▶ [Consignes de l'exercice]:
- 1) Dans le passage sur les relations franco-allemandes, où Emmanuel Macron et Olaf Scholz se sont-ils retrouvés le 26 octobre ?
- 2) Pouvez-vous reformuler sous forme de liste le paragraphe du passage sur les relations franco-allemandes qui commence par « Sur l'industrie de défense », en conservant ses faits principaux ?
- 3) Pouvez-vous prolonger le passage sur les relations franco-allemandes au-delà de sa dernière phrase ?

▶ [Extrait du texte]:

┌──

Le 26 octobre, en lieu et place du sommet franco-allemand qui devait avoir lieu en France, Emmanuel Macron et Olaf Scholz se sont retrouvés à l’Élysée. Ils ont convenu que le report du Conseil devait permettre de tout remettre à plat. À l’occasion de ce déjeuner, qui a réuni également leurs principaux conseillers sur les affaires diplomatiques et européennes, un certain nombre de sujets ont été identifiés comme prioritaires. À charge aux groupes de travail qui seront nommés de crever les abcès et de proposer des compromis sur chacun des dossiers chauds.

Sur l’industrie de défense, la pression finit par porter ses fruits. Un accord est trouvé début décembre pour faire démarrer une nouvelle phase de la conception du Scaf, le futur avion de combat européen. Sur l’énergie, un autre groupe de travail se charge spécifiquement du dossier de l’hydrogène. Les Allemands ne veulent pas entendre parler d’un hydrogène vert qui serait produit par de l’énergie nucléaire mais uniquement par des énergies renouvelables. Là aussi, les choses se débloquent progressivement. Dimanche dans la cour de l’Élysée, le plus gros électrolyseur d’Europe sera exposé : il est franco-allemand.

└──

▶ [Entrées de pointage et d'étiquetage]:

┌──

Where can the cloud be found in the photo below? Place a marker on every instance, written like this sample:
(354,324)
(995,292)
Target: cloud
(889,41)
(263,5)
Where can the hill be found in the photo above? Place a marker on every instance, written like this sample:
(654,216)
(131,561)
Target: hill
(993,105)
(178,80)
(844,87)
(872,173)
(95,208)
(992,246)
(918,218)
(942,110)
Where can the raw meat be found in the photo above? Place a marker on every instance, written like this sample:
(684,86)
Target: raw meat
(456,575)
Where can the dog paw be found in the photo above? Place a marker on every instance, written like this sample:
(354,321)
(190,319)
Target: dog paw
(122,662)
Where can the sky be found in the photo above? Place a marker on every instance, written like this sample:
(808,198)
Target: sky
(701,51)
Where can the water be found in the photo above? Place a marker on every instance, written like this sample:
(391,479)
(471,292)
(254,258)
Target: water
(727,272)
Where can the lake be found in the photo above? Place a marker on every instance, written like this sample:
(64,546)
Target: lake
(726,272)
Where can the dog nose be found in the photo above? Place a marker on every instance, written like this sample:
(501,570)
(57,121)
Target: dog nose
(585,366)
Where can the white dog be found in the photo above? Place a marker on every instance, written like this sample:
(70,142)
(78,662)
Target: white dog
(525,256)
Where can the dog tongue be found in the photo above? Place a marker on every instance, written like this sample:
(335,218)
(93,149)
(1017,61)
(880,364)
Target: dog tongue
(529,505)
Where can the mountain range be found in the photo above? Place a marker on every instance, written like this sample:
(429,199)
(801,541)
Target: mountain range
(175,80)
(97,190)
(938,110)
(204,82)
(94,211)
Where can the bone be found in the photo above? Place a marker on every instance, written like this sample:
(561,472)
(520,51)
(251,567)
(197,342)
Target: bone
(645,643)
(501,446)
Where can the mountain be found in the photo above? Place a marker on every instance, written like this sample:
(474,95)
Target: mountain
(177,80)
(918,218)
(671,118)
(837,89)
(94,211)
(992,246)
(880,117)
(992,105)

└──

▶ [Réponses dans l'ordre]:
- 1) À l'Élysée.

- 2)
- Défense : début décembre, un accord permet de lancer une nouvelle phase de conception du Scaf, le futur avion de combat européen.
- Énergie : un groupe de travail est chargé spécifiquement de l'hydrogène.
- Les Allemands refusent un hydrogène vert produit par le nucléaire et ne l'acceptent que s'il vient des énergies renouvelables.
- Ce dossier se débloque lui aussi progressivement.
- Dimanche, le plus gros électrolyseur d'Europe, franco-allemand, sera exposé dans la cour de l'Élysée.

- 3)
On a maintenant un moteur franco-allemand qui tourne à plein régime

Il faut dire qu’au sein de la coalition allemande les Verts se sentent politiquement plus proches de la philosophie européenne d’Emmanuel Macron. Même si la question du nucléaire reste très idéologique, la France dispose, avec la cheffe de la diplomatie Annalena Baerbock , d’une capacité d’écoute. Le 7 novembre, la voici qui est auditionnée à Berlin, avec la secrétaire d’État aux Affaires européennes, Laurence Boone, par une délégation franco-allemande de parlementaires. Pressée par son agenda, elle annule ses rendez-vous suivants pour continuer de répondre aux questions des élus. « Nous avons besoin de confiance mais aussi de discussions franches entre amis, leur dit-elle. On peut parfois maudire son partenaire parce qu’il n’a pas fermé le tube de dentifrice. Mais la valeur de la relation est telle qu’on a dépassé ces petits différends car le lien profond reste le plus important. » Et d’avouer : « Le Conseil du 26 octobre a été repoussé parce qu’on était en train de discuter de sujets essentiels, identitaires, que nous n’avions jusqu’à présent pas évoqués entre nous. »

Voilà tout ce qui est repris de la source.